* Aim of the exercise
Copy out, unchanged, everything in the listing below from the line containing "point like [164,60]." down to the last line of the listing.

::::::::::

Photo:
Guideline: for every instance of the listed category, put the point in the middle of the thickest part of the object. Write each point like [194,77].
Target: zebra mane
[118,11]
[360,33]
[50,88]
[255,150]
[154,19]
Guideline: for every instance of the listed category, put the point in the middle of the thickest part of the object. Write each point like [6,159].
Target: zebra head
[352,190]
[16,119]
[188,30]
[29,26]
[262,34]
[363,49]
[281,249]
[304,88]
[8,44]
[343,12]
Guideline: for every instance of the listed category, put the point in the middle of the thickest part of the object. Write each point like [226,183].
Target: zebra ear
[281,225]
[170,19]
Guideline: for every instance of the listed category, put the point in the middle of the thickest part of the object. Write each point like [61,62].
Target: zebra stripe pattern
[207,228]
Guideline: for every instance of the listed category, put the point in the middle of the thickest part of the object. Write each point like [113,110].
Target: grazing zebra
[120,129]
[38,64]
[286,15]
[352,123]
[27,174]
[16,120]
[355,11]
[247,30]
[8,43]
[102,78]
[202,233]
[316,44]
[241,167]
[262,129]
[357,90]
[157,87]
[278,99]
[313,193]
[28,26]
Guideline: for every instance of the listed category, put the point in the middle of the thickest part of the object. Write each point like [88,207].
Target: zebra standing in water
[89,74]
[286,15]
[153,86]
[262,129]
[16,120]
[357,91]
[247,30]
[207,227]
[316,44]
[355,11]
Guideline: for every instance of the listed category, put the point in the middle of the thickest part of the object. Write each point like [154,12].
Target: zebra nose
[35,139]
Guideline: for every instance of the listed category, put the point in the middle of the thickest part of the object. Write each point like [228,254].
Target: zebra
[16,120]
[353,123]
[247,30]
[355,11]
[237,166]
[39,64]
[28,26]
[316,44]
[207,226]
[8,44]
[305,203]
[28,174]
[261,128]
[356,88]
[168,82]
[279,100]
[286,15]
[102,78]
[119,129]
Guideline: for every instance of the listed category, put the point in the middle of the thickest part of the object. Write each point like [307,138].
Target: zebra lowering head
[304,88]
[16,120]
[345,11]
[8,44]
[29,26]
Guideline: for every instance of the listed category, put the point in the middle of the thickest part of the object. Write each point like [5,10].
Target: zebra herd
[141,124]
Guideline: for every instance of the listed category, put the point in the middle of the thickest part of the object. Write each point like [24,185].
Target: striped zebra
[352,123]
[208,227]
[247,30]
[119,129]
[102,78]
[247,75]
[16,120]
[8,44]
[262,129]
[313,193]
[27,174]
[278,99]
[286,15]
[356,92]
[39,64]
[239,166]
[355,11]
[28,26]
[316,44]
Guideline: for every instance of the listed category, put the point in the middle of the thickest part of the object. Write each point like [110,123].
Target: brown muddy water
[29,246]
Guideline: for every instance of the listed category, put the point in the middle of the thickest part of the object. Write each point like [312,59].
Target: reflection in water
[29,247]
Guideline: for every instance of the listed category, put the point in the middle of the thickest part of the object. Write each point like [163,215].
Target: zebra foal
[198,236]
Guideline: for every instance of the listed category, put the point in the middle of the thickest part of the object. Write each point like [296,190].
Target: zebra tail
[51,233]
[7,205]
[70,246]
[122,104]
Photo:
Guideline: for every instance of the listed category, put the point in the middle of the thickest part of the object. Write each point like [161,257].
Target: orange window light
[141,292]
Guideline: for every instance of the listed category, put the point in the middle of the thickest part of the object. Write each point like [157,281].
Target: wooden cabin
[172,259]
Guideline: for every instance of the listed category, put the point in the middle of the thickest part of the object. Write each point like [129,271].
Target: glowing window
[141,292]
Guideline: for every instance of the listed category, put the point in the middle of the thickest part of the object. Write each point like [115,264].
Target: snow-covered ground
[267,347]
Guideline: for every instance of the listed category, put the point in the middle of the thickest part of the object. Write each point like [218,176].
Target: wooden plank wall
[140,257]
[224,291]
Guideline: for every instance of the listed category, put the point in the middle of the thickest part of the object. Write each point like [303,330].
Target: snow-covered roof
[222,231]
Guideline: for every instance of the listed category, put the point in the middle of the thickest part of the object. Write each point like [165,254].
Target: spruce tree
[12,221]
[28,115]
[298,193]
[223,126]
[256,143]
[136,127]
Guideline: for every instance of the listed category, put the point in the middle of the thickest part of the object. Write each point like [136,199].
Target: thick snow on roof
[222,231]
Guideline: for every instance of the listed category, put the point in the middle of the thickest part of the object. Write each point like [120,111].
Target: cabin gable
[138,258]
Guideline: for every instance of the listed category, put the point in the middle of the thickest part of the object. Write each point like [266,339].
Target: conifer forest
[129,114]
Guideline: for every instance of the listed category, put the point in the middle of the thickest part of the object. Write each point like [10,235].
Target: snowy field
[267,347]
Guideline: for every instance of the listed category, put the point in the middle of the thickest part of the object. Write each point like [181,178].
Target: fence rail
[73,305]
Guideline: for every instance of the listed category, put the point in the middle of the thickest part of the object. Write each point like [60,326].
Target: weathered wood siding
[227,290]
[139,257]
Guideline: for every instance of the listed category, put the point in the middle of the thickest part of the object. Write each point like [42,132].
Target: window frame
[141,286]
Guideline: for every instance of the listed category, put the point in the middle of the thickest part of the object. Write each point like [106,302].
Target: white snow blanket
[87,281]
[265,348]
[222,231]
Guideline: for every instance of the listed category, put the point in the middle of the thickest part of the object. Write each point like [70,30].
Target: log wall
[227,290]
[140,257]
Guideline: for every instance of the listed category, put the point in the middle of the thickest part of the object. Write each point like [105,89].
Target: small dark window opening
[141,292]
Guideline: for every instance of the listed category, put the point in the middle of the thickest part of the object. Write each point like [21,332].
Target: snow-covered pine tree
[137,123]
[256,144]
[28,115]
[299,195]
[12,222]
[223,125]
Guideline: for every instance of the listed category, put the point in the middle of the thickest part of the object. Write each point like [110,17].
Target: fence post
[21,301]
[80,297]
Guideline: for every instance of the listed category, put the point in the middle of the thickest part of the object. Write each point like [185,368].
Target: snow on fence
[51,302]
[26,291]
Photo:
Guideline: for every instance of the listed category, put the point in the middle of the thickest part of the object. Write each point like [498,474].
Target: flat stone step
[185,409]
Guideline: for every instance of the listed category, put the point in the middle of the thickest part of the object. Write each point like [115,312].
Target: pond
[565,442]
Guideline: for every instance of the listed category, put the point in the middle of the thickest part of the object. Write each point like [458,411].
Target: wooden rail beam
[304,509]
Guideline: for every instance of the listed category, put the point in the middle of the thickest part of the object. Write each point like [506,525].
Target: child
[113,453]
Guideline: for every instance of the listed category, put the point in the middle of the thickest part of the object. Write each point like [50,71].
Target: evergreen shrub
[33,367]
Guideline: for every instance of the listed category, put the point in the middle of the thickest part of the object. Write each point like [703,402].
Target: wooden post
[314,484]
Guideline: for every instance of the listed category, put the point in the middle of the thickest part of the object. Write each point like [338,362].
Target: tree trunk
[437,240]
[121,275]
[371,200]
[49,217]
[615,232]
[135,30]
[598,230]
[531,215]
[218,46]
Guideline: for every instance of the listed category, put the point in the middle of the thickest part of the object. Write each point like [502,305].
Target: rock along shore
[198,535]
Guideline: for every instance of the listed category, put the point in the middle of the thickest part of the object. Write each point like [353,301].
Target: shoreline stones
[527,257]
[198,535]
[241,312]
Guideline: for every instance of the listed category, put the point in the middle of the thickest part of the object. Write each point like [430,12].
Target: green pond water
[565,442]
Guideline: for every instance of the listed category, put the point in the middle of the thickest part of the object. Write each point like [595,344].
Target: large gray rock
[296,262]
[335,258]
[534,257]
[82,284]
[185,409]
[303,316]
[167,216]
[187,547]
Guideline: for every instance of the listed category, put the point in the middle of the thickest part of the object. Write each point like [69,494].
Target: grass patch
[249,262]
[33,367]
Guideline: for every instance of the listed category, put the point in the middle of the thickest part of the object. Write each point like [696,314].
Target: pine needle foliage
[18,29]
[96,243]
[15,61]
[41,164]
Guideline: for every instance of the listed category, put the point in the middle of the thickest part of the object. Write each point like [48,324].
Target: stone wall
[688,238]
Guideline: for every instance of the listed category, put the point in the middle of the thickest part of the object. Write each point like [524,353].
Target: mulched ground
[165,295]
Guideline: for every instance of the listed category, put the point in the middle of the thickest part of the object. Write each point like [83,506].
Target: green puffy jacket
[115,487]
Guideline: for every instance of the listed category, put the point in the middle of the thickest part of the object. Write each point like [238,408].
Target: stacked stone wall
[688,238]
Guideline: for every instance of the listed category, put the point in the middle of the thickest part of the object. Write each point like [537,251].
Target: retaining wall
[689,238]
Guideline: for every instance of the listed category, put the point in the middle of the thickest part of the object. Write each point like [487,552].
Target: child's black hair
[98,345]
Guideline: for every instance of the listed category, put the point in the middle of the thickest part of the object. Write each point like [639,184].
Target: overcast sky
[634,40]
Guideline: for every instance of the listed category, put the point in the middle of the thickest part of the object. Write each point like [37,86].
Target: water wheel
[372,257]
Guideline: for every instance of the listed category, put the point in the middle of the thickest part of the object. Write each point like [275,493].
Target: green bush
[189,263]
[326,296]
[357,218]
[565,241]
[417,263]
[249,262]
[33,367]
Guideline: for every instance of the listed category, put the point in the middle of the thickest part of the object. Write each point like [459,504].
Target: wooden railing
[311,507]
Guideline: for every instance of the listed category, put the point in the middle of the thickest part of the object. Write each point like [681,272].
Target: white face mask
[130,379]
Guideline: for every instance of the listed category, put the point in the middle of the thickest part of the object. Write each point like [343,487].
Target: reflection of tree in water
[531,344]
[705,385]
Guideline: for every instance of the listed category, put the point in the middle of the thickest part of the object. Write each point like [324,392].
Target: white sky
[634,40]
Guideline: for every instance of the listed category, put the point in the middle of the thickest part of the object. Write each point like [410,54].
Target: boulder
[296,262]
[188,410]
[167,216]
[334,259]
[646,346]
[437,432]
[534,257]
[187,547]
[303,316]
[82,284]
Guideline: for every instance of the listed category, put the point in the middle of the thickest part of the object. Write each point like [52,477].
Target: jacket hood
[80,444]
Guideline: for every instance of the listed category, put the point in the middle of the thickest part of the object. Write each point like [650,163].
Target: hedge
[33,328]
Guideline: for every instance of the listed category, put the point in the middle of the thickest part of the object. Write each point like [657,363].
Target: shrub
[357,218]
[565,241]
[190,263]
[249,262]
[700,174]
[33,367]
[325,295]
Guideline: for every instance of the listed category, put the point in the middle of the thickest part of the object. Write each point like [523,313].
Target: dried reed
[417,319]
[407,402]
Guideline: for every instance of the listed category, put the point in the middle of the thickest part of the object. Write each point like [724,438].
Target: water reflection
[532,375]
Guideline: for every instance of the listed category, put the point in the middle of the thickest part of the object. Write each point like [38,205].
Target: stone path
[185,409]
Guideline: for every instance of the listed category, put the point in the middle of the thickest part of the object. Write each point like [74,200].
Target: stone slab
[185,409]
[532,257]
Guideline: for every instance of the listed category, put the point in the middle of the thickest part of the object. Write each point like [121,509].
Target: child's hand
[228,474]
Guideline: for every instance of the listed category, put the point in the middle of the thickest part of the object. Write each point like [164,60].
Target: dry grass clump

::::::::::

* Solution for this exercise
Guideline: for every instance of the listed category, put the point in the middle of the thickest part of the object. Write each point like [164,60].
Target: dry grass clump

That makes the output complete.